▶ _PAGE TEXT_
"Y Control" is a single by Yeah Yeah Yeahs, from their debut album Fever to Tell. The name of the song refers to the emotional control of a female, referring to the male Y chromosome, and can also be read as a reference to Prince's 1995 song "Pussy Control," which is frequently abbreviated as "P Control." The song's music video was controversial for its disturbing imagery; nonetheless, it received some play on MTV and its sister station, MTV2. The song is part of the soundtrack of the 2009 video game Dirt 2.

Critical reception
The song was met with universal acclaim upon its release, with many critics noting it as one of the album's highlights. Pitchfork Media listed "Y Control" as the 213th best song of the decade.

▶ _STATED EXERCISE A_
Gather every line of the records below that contains the string "white", treating uppercase and lowercase as different.

▶ _DATA PROVIDED_
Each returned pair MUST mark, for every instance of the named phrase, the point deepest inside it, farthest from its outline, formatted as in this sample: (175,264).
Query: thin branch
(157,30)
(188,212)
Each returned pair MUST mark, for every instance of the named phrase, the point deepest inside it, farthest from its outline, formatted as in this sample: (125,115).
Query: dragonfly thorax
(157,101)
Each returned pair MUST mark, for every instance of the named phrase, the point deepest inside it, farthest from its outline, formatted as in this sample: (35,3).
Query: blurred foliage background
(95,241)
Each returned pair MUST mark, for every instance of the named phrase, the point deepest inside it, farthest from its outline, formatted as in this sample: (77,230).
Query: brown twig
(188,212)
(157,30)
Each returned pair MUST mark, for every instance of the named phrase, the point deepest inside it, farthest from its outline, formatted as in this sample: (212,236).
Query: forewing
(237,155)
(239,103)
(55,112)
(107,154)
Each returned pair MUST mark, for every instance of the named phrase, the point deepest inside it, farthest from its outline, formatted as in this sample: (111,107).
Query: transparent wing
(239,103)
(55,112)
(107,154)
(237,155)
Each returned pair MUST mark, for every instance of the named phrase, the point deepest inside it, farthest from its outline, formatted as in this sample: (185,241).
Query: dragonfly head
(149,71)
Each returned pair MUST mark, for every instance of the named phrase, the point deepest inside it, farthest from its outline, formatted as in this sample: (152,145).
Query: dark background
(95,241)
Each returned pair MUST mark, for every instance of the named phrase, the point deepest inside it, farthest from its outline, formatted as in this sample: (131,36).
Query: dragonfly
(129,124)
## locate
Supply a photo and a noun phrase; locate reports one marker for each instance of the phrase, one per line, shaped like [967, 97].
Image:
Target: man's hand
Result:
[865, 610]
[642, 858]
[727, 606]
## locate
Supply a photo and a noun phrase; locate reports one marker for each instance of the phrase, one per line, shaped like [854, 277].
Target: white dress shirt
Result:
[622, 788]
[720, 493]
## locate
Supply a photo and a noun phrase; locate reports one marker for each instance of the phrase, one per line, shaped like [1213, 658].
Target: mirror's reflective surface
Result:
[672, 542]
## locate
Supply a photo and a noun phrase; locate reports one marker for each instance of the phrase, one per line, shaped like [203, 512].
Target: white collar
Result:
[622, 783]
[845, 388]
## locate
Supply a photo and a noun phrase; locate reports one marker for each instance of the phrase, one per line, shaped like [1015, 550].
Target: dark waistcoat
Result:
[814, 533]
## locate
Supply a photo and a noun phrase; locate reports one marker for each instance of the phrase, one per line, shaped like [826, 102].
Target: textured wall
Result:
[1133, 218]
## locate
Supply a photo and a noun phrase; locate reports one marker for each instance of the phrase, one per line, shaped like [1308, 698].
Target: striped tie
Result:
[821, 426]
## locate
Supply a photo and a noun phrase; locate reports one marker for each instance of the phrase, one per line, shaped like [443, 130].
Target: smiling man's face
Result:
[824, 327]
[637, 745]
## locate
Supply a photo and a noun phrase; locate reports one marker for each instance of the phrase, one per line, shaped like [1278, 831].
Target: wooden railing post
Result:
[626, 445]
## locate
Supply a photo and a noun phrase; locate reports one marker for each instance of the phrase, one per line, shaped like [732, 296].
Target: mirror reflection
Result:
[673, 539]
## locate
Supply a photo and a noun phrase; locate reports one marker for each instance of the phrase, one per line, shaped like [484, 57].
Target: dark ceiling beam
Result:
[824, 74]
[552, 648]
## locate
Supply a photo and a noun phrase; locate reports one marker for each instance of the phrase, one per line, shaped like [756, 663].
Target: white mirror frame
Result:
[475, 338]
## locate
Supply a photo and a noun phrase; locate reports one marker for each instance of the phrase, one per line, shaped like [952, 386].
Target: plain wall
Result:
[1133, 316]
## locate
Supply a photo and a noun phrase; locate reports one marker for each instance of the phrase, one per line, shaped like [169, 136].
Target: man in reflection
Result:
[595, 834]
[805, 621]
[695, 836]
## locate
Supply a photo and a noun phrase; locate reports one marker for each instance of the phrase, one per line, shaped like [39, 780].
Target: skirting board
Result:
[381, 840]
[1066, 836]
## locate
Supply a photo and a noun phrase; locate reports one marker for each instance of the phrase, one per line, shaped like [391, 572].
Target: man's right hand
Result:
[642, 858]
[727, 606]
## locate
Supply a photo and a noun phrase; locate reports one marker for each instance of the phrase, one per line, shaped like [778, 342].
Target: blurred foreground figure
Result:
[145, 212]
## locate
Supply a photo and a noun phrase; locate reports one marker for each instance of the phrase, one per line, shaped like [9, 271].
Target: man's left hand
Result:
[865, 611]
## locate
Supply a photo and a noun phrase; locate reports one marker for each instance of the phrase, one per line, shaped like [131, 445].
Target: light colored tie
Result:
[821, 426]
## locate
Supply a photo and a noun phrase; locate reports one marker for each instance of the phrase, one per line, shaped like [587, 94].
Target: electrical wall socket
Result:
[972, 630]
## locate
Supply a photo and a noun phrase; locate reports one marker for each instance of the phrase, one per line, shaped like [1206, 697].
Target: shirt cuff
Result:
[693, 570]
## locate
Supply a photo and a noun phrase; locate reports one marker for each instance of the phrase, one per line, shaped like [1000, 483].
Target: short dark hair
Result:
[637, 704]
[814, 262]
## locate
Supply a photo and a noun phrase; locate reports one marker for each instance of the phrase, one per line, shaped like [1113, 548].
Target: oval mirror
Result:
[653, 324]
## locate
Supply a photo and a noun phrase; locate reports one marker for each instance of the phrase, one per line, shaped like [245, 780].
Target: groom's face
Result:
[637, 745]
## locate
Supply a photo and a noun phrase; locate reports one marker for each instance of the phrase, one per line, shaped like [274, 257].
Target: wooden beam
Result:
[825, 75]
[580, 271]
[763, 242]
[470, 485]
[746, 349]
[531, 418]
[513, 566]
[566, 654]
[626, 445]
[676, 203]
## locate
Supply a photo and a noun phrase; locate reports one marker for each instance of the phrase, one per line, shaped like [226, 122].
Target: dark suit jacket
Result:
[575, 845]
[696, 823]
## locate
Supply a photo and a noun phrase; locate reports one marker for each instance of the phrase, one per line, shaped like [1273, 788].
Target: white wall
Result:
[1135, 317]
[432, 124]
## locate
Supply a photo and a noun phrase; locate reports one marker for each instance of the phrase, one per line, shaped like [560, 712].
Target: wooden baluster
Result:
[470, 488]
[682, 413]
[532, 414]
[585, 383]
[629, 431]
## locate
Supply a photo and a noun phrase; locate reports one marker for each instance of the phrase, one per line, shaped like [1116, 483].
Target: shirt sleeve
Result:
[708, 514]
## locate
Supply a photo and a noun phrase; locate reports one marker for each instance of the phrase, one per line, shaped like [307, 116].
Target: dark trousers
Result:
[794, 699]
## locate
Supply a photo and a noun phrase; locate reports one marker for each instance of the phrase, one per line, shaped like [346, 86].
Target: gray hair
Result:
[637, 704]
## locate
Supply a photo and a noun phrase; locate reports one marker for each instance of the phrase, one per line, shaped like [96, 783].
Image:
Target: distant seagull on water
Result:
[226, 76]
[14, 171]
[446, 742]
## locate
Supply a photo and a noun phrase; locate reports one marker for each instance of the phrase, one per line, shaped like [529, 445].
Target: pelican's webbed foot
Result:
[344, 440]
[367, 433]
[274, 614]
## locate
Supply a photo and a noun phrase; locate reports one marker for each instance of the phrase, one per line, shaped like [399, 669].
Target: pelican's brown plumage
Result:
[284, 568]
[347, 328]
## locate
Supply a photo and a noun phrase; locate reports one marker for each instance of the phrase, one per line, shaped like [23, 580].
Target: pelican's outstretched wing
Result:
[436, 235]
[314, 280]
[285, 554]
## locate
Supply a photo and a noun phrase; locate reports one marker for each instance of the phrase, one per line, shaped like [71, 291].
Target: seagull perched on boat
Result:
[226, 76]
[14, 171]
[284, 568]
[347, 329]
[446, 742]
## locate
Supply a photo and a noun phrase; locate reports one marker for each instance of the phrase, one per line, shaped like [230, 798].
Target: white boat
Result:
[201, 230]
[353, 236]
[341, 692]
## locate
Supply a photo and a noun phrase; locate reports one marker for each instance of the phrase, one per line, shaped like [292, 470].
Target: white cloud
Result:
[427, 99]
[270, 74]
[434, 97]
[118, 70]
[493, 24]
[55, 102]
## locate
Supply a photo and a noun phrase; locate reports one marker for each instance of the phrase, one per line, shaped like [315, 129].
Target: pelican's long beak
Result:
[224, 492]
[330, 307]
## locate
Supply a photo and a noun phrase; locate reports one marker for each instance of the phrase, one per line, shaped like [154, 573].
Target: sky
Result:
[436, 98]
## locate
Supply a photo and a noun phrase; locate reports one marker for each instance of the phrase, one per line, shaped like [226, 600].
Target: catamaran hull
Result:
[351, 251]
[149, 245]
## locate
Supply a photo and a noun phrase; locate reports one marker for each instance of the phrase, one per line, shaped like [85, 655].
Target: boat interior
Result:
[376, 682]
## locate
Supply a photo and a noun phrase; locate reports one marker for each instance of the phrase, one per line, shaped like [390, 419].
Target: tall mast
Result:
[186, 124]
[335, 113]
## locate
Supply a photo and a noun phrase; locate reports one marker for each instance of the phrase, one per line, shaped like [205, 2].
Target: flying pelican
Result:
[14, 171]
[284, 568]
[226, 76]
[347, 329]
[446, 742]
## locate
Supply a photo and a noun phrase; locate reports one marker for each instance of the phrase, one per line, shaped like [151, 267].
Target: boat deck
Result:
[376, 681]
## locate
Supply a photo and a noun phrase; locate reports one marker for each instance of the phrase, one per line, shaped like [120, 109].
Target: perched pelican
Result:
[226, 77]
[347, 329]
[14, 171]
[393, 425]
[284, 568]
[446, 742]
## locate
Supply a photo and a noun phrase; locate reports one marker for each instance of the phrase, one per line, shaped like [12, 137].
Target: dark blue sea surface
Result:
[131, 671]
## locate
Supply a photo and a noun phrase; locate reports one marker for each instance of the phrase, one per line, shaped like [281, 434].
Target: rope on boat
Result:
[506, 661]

▶ _STATED EXERCISE B_
Carry on the "Y Control" article from where it stops.

▶ _FINAL ANSWER A_
Target: white dress shirt
Target: white collar
Target: white mirror frame
Target: white wall
Target: white boat
Target: white cloud

▶ _FINAL ANSWER B_
Music video
The music video for "Y Control", directed by Spike Jonze, was controversial for its images of children carrying the body of a dead dog, giving the middle finger, and a subtitled portrayal of child mutilation including the chopping of a boy's hand and another boy disemboweling himself with a knife. MTV and MTV2 agreed to air the video; however, they included a disclaimer from Jonze at the beginning, and blurred out some of the video's more offensive material. The unedited version is available on their "Tell Me What Rockers to Swallow" DVD.

Entertainment Weekly gave a negative review of the video, describing it as "a sort of fairy tale gone wrong," and calling it "amateurish." It was put into rotation on MTV and MTV2.

Commercial performance
The song reached number 54 on the UK Singles chart. It was the least successful single from Fever to Tell.

Charts

Track listing
"Y Control"
"Y Control" (The Faint remix)
"Y Control" (Live at the Fillmore)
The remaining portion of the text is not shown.